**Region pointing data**
####################
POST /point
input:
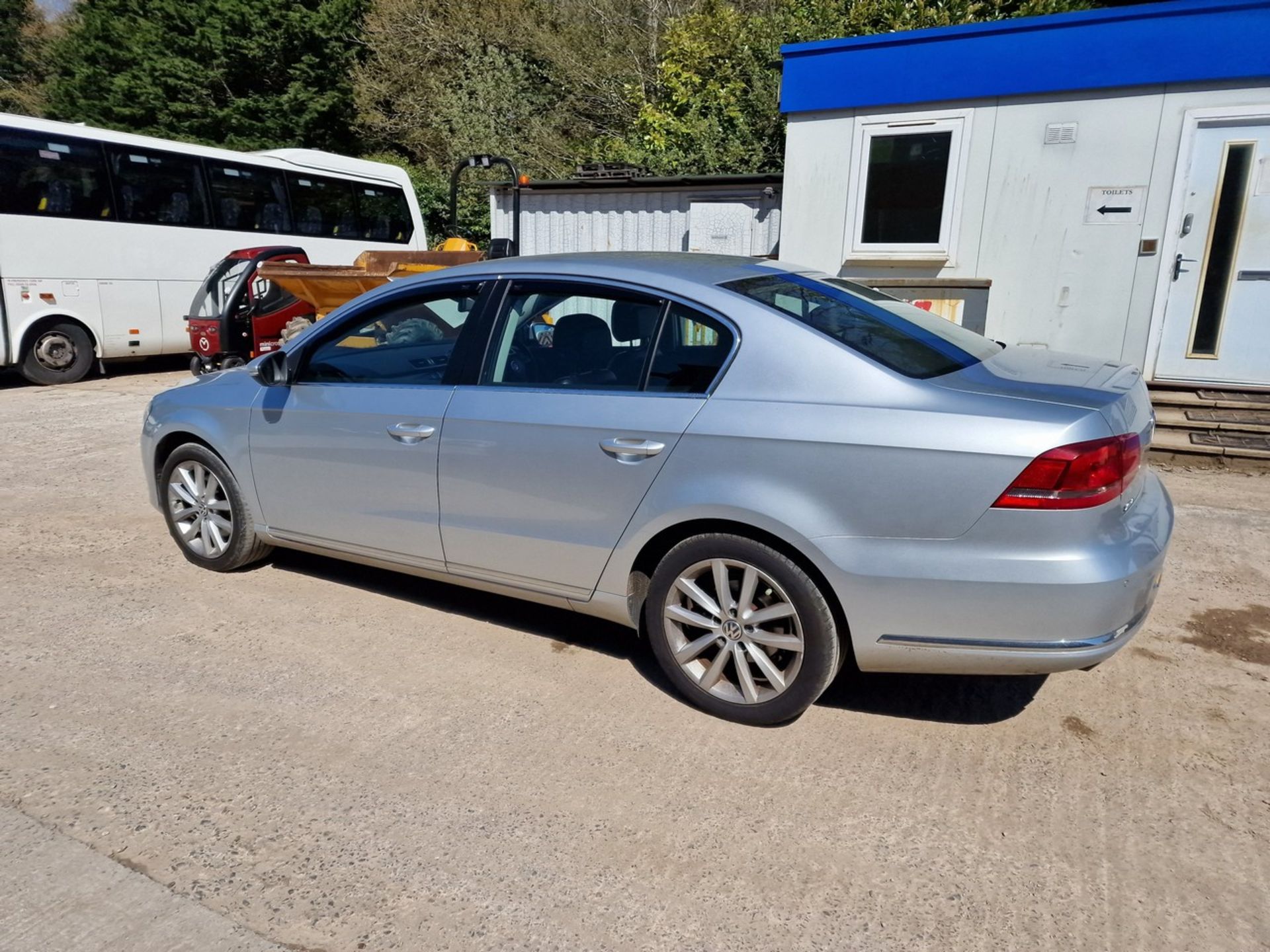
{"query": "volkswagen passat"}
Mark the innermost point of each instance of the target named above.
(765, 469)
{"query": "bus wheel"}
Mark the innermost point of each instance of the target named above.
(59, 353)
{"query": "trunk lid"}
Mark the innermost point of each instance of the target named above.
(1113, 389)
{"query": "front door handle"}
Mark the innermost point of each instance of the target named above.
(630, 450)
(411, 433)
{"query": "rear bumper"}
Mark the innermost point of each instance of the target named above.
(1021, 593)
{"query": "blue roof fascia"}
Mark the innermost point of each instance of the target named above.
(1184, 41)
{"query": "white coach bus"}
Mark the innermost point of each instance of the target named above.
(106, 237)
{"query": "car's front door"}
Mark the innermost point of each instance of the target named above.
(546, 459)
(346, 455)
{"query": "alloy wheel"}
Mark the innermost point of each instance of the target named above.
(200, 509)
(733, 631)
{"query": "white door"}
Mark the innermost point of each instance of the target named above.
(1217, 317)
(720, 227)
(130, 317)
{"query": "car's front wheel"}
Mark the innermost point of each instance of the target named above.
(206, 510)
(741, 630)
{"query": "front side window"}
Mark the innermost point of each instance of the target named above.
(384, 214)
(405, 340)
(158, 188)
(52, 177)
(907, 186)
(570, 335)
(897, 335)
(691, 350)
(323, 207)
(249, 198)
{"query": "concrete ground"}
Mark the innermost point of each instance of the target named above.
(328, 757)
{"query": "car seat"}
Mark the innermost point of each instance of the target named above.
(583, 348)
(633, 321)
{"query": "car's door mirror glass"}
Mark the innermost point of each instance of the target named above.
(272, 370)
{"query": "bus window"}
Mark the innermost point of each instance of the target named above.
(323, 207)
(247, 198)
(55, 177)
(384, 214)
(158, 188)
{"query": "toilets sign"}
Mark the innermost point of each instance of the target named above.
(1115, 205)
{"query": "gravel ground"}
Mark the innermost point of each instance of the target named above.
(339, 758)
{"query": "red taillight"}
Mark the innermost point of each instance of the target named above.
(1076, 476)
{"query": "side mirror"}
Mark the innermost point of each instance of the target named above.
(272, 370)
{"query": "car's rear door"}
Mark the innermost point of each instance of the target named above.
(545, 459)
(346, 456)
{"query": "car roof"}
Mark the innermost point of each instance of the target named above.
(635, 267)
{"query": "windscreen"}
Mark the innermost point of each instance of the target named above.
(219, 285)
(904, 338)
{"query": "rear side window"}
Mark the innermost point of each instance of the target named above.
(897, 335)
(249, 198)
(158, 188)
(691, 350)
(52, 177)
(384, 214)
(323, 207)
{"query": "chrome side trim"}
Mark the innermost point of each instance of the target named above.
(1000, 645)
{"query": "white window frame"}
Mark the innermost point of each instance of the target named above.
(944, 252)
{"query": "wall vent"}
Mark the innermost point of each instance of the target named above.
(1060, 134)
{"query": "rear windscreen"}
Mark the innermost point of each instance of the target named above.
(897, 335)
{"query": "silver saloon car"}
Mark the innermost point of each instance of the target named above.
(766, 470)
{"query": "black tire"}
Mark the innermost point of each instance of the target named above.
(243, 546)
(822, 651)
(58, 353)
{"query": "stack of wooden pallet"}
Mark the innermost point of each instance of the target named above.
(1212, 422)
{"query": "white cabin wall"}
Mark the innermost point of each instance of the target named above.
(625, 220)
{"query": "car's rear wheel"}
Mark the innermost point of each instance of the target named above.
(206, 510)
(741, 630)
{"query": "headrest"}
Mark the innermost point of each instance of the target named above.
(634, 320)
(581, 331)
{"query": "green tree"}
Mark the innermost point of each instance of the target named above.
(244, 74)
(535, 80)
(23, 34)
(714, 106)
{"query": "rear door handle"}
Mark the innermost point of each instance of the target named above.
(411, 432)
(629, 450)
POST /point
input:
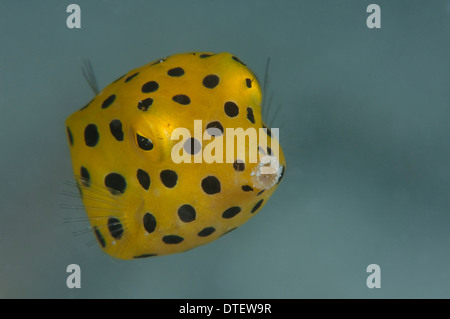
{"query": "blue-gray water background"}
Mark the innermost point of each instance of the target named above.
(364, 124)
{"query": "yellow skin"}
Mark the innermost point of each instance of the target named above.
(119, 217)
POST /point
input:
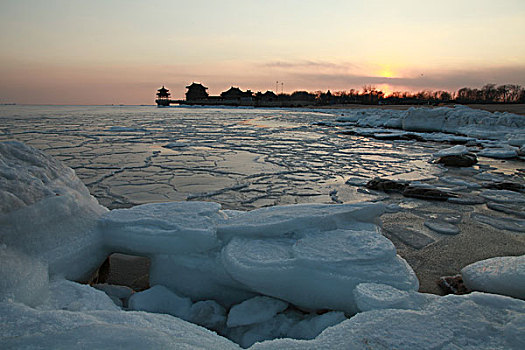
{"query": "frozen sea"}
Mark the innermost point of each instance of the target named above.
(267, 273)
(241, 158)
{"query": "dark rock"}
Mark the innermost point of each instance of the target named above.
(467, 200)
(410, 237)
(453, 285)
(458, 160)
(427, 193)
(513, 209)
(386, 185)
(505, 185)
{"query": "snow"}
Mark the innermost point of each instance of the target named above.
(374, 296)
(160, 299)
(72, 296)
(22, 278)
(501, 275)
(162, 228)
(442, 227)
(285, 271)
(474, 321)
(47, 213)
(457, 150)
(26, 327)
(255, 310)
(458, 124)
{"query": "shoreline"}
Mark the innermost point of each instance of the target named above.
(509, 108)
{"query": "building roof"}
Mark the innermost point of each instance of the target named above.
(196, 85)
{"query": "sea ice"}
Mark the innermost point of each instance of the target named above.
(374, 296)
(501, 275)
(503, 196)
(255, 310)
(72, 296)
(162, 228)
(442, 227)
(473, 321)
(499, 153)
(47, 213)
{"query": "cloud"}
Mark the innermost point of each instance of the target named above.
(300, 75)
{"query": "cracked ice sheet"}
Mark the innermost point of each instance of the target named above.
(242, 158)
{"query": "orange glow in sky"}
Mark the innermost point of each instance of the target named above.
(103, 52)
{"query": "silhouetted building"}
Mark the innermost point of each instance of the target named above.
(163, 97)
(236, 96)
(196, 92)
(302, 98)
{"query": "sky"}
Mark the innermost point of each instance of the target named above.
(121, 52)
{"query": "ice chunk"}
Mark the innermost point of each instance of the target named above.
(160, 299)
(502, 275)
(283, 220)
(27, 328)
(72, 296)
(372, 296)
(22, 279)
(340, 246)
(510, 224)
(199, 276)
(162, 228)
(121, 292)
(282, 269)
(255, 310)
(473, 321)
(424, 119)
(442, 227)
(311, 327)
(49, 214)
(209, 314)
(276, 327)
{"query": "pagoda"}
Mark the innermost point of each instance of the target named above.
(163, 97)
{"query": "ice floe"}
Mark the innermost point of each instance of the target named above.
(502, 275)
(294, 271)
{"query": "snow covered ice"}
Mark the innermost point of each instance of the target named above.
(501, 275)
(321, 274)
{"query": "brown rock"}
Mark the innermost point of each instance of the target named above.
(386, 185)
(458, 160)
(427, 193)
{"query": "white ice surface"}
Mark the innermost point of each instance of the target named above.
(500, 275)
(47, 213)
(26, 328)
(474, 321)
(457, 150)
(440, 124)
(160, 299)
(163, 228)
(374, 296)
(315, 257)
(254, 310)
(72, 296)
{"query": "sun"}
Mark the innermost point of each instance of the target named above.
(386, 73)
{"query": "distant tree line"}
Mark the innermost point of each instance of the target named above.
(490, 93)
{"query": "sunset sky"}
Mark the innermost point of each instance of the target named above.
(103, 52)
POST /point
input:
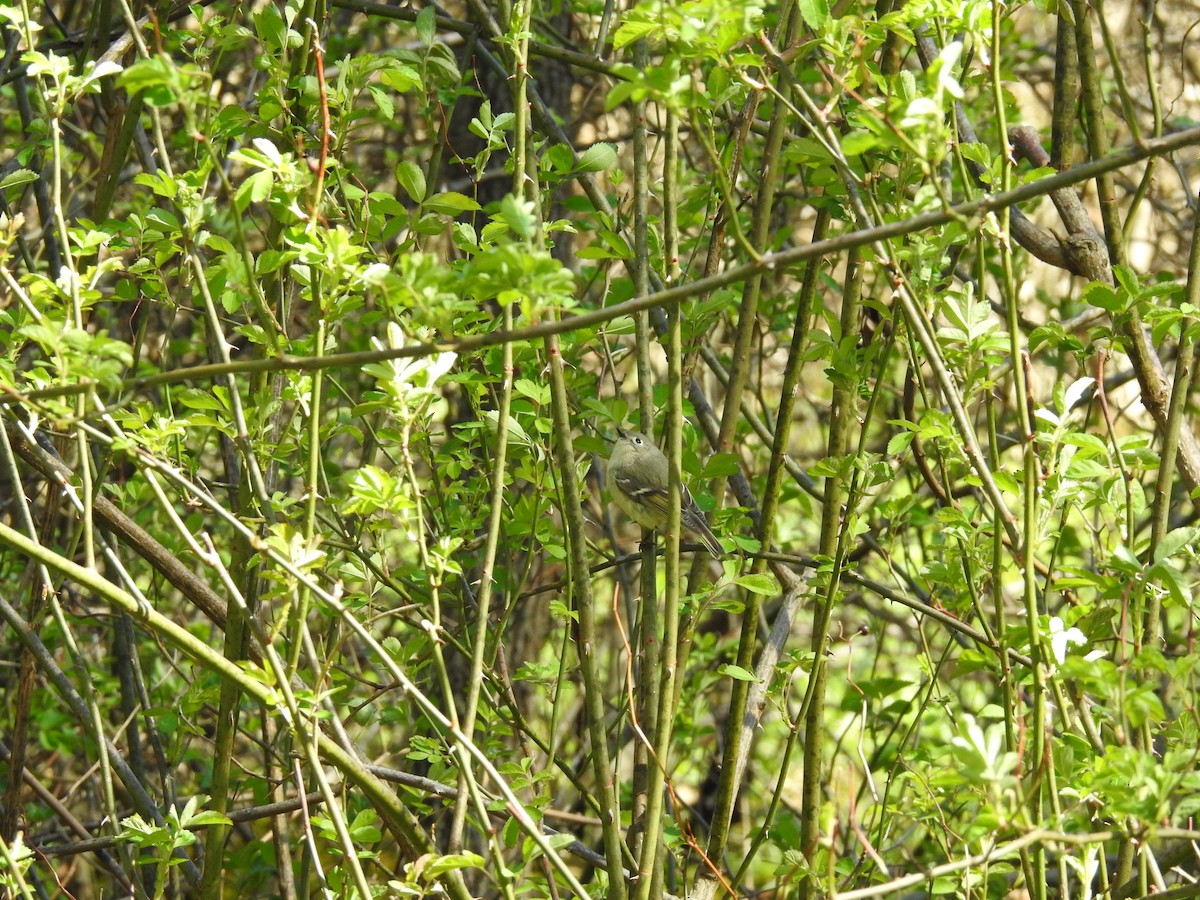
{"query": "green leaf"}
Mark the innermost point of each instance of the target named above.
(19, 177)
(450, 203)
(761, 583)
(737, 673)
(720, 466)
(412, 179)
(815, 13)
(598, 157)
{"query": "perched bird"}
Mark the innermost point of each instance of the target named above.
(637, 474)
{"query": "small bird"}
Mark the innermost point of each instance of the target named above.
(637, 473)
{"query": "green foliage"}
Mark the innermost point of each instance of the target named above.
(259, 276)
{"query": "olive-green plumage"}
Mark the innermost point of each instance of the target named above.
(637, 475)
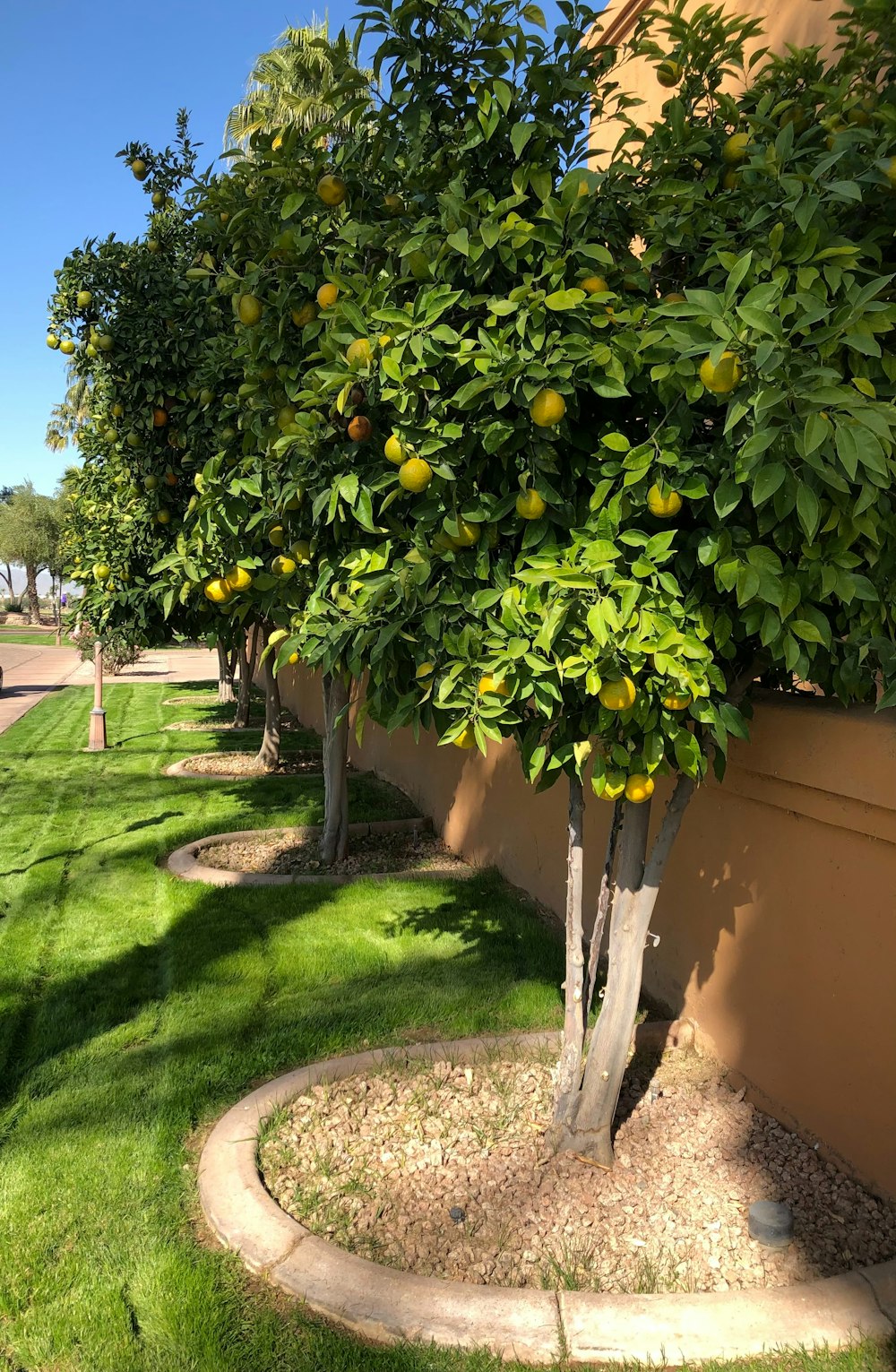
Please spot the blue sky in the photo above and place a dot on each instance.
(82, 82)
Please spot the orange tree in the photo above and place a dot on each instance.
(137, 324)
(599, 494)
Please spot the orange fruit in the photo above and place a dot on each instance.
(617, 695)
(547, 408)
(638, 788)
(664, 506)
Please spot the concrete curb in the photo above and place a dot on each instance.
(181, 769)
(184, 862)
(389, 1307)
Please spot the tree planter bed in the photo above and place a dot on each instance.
####################
**TASK PROMPT**
Without any pictures, please reproduce the full set of entries.

**RESPONSE TO THIS TASK**
POST /point
input:
{"query": "volkswagen passat"}
Mark the innermost point of each instance of the target named above.
(765, 469)
{"query": "bus wheel"}
Mark the innermost point of each instance of the target named above.
(59, 353)
{"query": "trunk lid"}
Mark the innermost point of each instance of the target named above.
(1113, 389)
{"query": "front door handle"}
Mark the innermost point of each instance of the target named above.
(630, 450)
(411, 433)
{"query": "rear bumper"}
Mark the innermost point of each instance of the target named above.
(1021, 593)
{"query": "blue roof fascia"}
Mark the innermost point of each instance of the target named above.
(1184, 41)
{"query": "white coach bus"}
Mark the innermost point of each instance of the target named above.
(106, 237)
{"query": "car's front door"}
Mark the innermost point of each instance of the target named above.
(546, 459)
(346, 455)
{"query": "alloy wheel"}
Mark the innermost point of each instance of the target named above.
(200, 509)
(733, 631)
{"query": "white door"}
Mark the innermost point of each instance of the target named above.
(1217, 317)
(720, 227)
(130, 317)
{"query": "car's front wheel"}
Mark the innermost point of each instance of the target named above.
(206, 510)
(741, 630)
{"query": "front side window"}
Mark the innermost point of each instance of the target named above.
(384, 214)
(405, 340)
(158, 188)
(52, 177)
(907, 186)
(570, 335)
(897, 335)
(691, 350)
(323, 207)
(249, 198)
{"query": "concrete ground"}
Mark the innermost point of each instance of the target named above.
(328, 757)
{"query": "car seat"}
Mark the innermost point of each instance of the target named above.
(583, 348)
(633, 321)
{"query": "car's door mirror glass"}
Mark the innermost point of each instance of the target named above.
(272, 370)
{"query": "bus window"}
Mark the innermost point of each instance of the target named above.
(323, 207)
(247, 198)
(55, 177)
(384, 214)
(158, 188)
{"query": "toilets sign"}
Mark the innermost point of each instance of the target named above.
(1115, 205)
{"query": "gravel ground"}
Mark the innermost point of each instance of the target named above.
(339, 758)
{"query": "red taillight"}
Mark the innermost point of each instance of the target named above.
(1076, 476)
{"query": "side mirror"}
Mark the innermost point of each instance of the target named above.
(272, 370)
{"query": "car's rear door"}
Mark the innermost point of each instance of the target named above.
(545, 459)
(346, 456)
{"query": "car roof"}
Mark the innermost point of each instance of the target named above.
(635, 267)
{"query": "windscreen"}
Mark the innermost point of each instance of the target named above.
(219, 285)
(904, 338)
{"query": "rear side window"}
Mark the innermost point of each instance of the target named above.
(897, 335)
(249, 198)
(158, 188)
(691, 350)
(52, 177)
(384, 214)
(323, 207)
{"query": "chrome side trim"}
Mark the innermost point of each instance of the target named above.
(1000, 645)
{"query": "white window frame"}
Mark the innermost point of each instance of the target named above.
(944, 252)
{"query": "wall vent"}
Mark the innermost point of each instance of the target named above.
(1060, 134)
{"query": "rear windscreen"}
Mark the innermost point of each instance of the target named above.
(897, 335)
{"query": "silver saloon car"}
Mark the innermost point of each instance of the target named above.
(766, 470)
{"query": "black tire"}
Mark the innermost point of each instance of the target named above.
(243, 546)
(822, 651)
(58, 353)
{"query": "stack of wooden pallet"}
Mark the innermost point of each instance of the target named above.
(1212, 422)
{"query": "white cabin wall"}
Mark the innermost point of each instance of the target named above.
(625, 220)
{"query": "car's rear wheel"}
Mark the innermost point of each instance of the target named above.
(206, 510)
(741, 630)
{"query": "headrest"}
Mark the innermost point of each instance of the target named above.
(634, 320)
(581, 331)
{"query": "green tree"}
Mark the innermost point of each instance of the target named above.
(244, 74)
(535, 80)
(23, 34)
(714, 106)
{"query": "rear door handle"}
Mark the innermost point of each instance of the target named above.
(411, 432)
(629, 450)
POST /point
input:
{"query": "blue-gray water background"}
Mark the innermost point of each instance of the target named above.
(364, 124)
{"query": "yellow skin"}
Mark the innermost point of each instance of the target named above.
(119, 217)
POST /point
input:
{"query": "frozen sea"}
Mark the innermost point of each instance of the target named above.
(267, 273)
(241, 158)
{"query": "dark rock"}
Mark the innermost point of each instance of the target named above.
(467, 200)
(410, 237)
(453, 285)
(458, 160)
(427, 193)
(513, 209)
(386, 185)
(505, 185)
{"query": "snow"}
Mark the innermost point of each instance of the target named above.
(374, 296)
(160, 299)
(72, 296)
(22, 278)
(501, 275)
(162, 228)
(442, 227)
(285, 271)
(474, 321)
(47, 213)
(457, 150)
(26, 327)
(255, 310)
(458, 124)
{"query": "shoreline"}
Mark the innermost point of each instance of the target named above.
(509, 108)
{"query": "building roof"}
Mark the innermost point of each instance of the target named above.
(196, 85)
{"query": "sea ice"}
Mark the innermost point of each instance of the target named above.
(374, 296)
(501, 275)
(503, 196)
(255, 310)
(72, 296)
(162, 228)
(442, 227)
(473, 321)
(499, 153)
(47, 213)
{"query": "cloud"}
Mark the innermost point of each instance of the target named above.
(300, 75)
{"query": "cracked ice sheet"}
Mark the innermost point of each instance of the target named above.
(242, 158)
{"query": "orange glow in sky"}
Mark the innermost point of each instance of the target named above.
(103, 52)
{"query": "silhouetted building"}
Mark the innermost point of each instance of the target named above.
(163, 97)
(236, 96)
(196, 92)
(302, 98)
{"query": "sky"}
Mark the innermost point of each instance of the target named above.
(121, 52)
{"query": "ice chunk"}
Mark the innermost point of each instance of the target named above.
(160, 299)
(502, 275)
(283, 220)
(27, 328)
(72, 296)
(372, 296)
(22, 279)
(340, 246)
(510, 224)
(199, 276)
(162, 228)
(121, 292)
(282, 269)
(255, 310)
(473, 321)
(424, 119)
(442, 227)
(311, 327)
(49, 214)
(209, 314)
(276, 327)
{"query": "pagoda"}
Mark the innermost point of each instance of the target named above.
(163, 97)
{"query": "ice floe"}
Mark the innermost point of each instance of the target named above.
(502, 275)
(294, 271)
{"query": "snow covered ice"}
Mark the innermost point of each instance of the target named above.
(501, 275)
(321, 274)
{"query": "brown rock"}
Mark the innermost point of each instance of the target named above.
(386, 185)
(458, 160)
(427, 193)
{"query": "white ice surface"}
Mark the innermost point of each instance of the target named above.
(500, 275)
(47, 213)
(26, 328)
(474, 321)
(457, 150)
(440, 124)
(160, 299)
(163, 228)
(374, 296)
(315, 257)
(254, 310)
(72, 296)
{"query": "sun"}
Mark the innermost point of each instance of the target named above.
(386, 73)
{"query": "distant tree line"}
Mark the innermost point of each instance of the target named above.
(490, 93)
{"query": "sunset sky"}
Mark the innermost point of each instance of the target named above.
(103, 52)
POST /point
input:
{"query": "green leaf"}
Mark the innermost point of each instance of the target named above.
(19, 177)
(450, 203)
(761, 583)
(737, 673)
(720, 466)
(412, 179)
(815, 13)
(598, 157)
{"query": "perched bird"}
Mark the innermost point of each instance of the target named above.
(637, 474)
{"query": "small bird"}
Mark the innermost point of each instance of the target named above.
(637, 473)
{"query": "green foliage"}
Mark the innermost point of each instance of the target named above.
(259, 276)
{"query": "olive-green plumage"}
Mark the innermost point of each instance of the target named above.
(637, 475)
Please spot the blue sky in the photo above and place a dot on each instance.
(82, 82)
Please spot the orange tree in the photo above and place a dot on each instance.
(137, 324)
(599, 494)
Please spot the orange fruit in the photo above and place a dot on each instance.
(617, 695)
(547, 408)
(638, 788)
(664, 506)
Please spot the concrete curb in the photo above and place a dot on each instance.
(181, 769)
(184, 862)
(389, 1307)
Please spot the tree planter bed in the photo above and place a dot on each instance.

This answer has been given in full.